# Passage for review
Following the war, the arena for chemical and biological warfare issues shifted to the Cold War, said Lederberg. Having captured a number of biological weapons experts in Germany, the Soviet Union carried on with further research and development, as did the United States.
During the Vietnam War, when the antiwar movement in the U.S. arose, microbiologists started to organize against chemical and biological weapons. There was a great fear among these scientists, Lederberg noted, of the unpredictable and uncontrollable factors associated with such weapons. For example, he discussed the hypothetical use of anthrax as an inhaled biological weapon. Since naturally occurring anthrax can't be transmitted from human to human, its use as a biological weapon would have to be on a very large scale to have any tactical effectiveness. However, such large-scale use could have the unintended and undesired consequence of stimulating the natural evolution of a new strain of the infectious agent that could be transmitted from one person to the next.
One of the most surprising developments of the Vietnam and Cold War era, said Lederberg, was the completely unexpected announcement by President Richard Nixon in 1969 that the United States would unilaterally dismantle its offensive biological weapons program.
"I remember thinking, 'if the U.S. does that, what incentive will the Soviets have to do the same?'" Lederberg said. However, as it turned out, the Soviets also soon endorsed, at least on paper, the principles announced by Nixon. Unfortunately, Lederberg noted, the Soviet Union later committed gross violations of the agreement.
In 1972, under the auspices of the United Nations, a new international "convention" was developed, which remains the current international law on the use of chemical and biological weapons. This convention, the one on which Lederberg served as an adviser, took effect in 1975.
Of course, no treaty comes with a guarantee against violations, said Lederberg. In 1979, he noted, there was an outbreak of pulmonary anthrax in Sverdlosk where, it was suspected, the Soviets had a military microbiological facility. For many years, the Soviets adamantly denied that the outbreak had anything to do with a biological weapons facility. It wasn't until after Perestroika, in 1989, that Russian leaders admitted the military's responsibility for the accidental anthrax outbreak.
Today, Lederberg said, America's worries about Russian involvement in biological weapons have more to do with anxiety about the weaknesses in civilian control of the government and military in Russia. Even so, the odds that any such weapons would be directed at the United States are practically zero, he said. If they are used, he asserted, it's more likely that they would be directed elsewhere, in some conflict closer to Russia's borders.
While Lederberg expressed some concern about threats from "petty dictators with their backs against the wall," what he fears more, he said, are renegade splinter groups trained by petty dictators, but no longer controlled by them. Countries such as Iraq and North Korea may rattle the sabers of biological warfare but, as nations with vested interests in the future, they have internalized constraints that force them to weigh the retaliatory consequences of engaging in such warfare.
Renegade millennialist groups, however, have no such internal constraints, he said, because "they actually want the world to end."
With that end in mind, how such groups may be planning to herald the new millennium understandably heads the list of Lederberg's Y2K concerns.

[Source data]

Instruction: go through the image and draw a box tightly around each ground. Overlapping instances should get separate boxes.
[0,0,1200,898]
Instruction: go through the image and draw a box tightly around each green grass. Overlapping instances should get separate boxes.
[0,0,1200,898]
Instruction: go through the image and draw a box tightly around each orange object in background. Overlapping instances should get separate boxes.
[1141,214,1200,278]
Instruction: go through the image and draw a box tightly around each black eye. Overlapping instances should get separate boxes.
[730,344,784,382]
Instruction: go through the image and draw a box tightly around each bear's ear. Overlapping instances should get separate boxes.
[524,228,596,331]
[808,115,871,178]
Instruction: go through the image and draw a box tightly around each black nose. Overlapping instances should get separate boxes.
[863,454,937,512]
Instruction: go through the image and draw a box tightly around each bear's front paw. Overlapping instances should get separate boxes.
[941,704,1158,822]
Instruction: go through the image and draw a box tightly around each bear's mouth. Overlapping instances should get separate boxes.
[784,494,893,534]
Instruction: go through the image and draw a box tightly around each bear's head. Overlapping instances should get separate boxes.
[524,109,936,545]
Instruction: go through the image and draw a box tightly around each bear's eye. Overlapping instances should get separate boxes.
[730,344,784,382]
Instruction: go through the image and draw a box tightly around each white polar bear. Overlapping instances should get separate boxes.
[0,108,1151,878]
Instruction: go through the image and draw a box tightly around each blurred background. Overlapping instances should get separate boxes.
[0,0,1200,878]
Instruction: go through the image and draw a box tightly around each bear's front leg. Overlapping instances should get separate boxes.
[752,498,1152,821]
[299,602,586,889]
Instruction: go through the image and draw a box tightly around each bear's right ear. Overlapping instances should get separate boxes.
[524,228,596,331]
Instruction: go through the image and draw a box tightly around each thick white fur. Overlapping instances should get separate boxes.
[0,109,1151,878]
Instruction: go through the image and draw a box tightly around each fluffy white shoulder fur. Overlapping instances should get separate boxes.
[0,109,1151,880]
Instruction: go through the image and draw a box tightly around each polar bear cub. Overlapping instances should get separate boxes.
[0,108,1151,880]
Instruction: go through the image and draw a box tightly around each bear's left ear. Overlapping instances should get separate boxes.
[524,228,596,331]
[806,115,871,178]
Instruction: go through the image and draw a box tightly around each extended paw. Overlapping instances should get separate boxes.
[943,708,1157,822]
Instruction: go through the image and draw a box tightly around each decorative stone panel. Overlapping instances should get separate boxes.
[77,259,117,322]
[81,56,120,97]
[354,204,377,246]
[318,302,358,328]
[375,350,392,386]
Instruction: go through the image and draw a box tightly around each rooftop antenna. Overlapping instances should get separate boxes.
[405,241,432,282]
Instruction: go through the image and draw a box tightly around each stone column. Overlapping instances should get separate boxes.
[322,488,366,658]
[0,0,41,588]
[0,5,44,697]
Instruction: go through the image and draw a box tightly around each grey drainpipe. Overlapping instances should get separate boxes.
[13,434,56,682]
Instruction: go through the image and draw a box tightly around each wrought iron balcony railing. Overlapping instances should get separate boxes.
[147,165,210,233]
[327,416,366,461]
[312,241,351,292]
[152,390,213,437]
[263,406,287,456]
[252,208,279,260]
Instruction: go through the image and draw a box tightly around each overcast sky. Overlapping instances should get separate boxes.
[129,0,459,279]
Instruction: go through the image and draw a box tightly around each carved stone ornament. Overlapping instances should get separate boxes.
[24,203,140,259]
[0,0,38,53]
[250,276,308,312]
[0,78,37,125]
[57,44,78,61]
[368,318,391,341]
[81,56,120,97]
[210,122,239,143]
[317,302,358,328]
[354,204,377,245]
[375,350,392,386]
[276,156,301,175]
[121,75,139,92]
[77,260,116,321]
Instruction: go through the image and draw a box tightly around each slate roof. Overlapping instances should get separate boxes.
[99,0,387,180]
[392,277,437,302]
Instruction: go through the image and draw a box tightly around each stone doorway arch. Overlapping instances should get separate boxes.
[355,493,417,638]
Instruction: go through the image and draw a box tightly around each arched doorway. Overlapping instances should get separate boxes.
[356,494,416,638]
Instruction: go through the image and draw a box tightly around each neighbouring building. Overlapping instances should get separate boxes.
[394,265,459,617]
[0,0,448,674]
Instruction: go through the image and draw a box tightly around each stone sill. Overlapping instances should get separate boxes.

# Assignment 1
Translate this sentence from the passage on Lederberg and biological weapons into Spanish: "Of course, no treaty comes with a guarantee against violations, said Lederberg."
# Assignment 2
Print the part of the passage on Lederberg and biological weapons starting at "In 1972, under" and ending at "accidental anthrax outbreak.".

# Response 1
Por supuesto, ningún tratado viene con una garantía contra las violaciones, dijo Lederberg.

# Response 2
In 1972, under the auspices of the United Nations, a new international "convention" was developed, which remains the current international law on the use of chemical and biological weapons. This convention, the one on which Lederberg served as an adviser, took effect in 1975.
Of course, no treaty comes with a guarantee against violations, said Lederberg. In 1979, he noted, there was an outbreak of pulmonary anthrax in Sverdlosk where, it was suspected, the Soviets had a military microbiological facility. For many years, the Soviets adamantly denied that the outbreak had anything to do with a biological weapons facility. It wasn't until after Perestroika, in 1989, that Russian leaders admitted the military's responsibility for the accidental anthrax outbreak.